* **Your goal**:
Please set down the lines of the listing exactly, from its first line to the line with "Target: asphalt parking area", leaving the pictures out.

────────

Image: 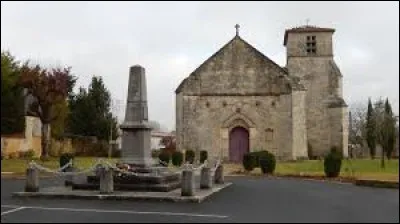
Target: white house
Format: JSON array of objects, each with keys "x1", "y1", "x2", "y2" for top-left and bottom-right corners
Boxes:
[{"x1": 115, "y1": 130, "x2": 175, "y2": 151}]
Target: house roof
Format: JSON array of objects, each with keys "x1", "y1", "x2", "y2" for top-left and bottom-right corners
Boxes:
[
  {"x1": 151, "y1": 131, "x2": 175, "y2": 138},
  {"x1": 283, "y1": 25, "x2": 335, "y2": 46},
  {"x1": 176, "y1": 34, "x2": 288, "y2": 94}
]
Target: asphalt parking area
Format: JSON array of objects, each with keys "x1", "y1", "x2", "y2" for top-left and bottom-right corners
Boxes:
[
  {"x1": 1, "y1": 176, "x2": 399, "y2": 223},
  {"x1": 1, "y1": 205, "x2": 229, "y2": 223}
]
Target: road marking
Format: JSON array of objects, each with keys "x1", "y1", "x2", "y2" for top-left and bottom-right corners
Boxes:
[
  {"x1": 1, "y1": 205, "x2": 228, "y2": 219},
  {"x1": 1, "y1": 207, "x2": 25, "y2": 216}
]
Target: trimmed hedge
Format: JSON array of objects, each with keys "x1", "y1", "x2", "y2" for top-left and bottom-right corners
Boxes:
[
  {"x1": 324, "y1": 147, "x2": 343, "y2": 178},
  {"x1": 151, "y1": 149, "x2": 160, "y2": 159},
  {"x1": 60, "y1": 153, "x2": 74, "y2": 171},
  {"x1": 259, "y1": 151, "x2": 276, "y2": 174},
  {"x1": 158, "y1": 151, "x2": 171, "y2": 166},
  {"x1": 243, "y1": 153, "x2": 256, "y2": 171},
  {"x1": 185, "y1": 150, "x2": 195, "y2": 164},
  {"x1": 252, "y1": 151, "x2": 270, "y2": 167},
  {"x1": 200, "y1": 150, "x2": 208, "y2": 163},
  {"x1": 172, "y1": 151, "x2": 184, "y2": 167}
]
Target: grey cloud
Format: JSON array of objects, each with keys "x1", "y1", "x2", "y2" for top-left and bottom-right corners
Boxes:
[{"x1": 2, "y1": 1, "x2": 398, "y2": 130}]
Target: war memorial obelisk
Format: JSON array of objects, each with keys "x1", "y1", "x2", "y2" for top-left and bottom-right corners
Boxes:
[
  {"x1": 73, "y1": 65, "x2": 180, "y2": 192},
  {"x1": 119, "y1": 65, "x2": 154, "y2": 168}
]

────────

* **Response box**:
Image: 
Target: white house
Format: JSON array of objects, each with keys "x1", "y1", "x2", "y2" for top-left and bottom-right corners
Boxes:
[{"x1": 115, "y1": 130, "x2": 175, "y2": 151}]
Target: house roof
Format: JSON array of objects, each with keys "x1", "y1", "x2", "y2" for top-left and bottom-right corners
Boxes:
[
  {"x1": 151, "y1": 131, "x2": 175, "y2": 138},
  {"x1": 283, "y1": 25, "x2": 335, "y2": 46},
  {"x1": 176, "y1": 34, "x2": 288, "y2": 94}
]
Target: asphalt parking area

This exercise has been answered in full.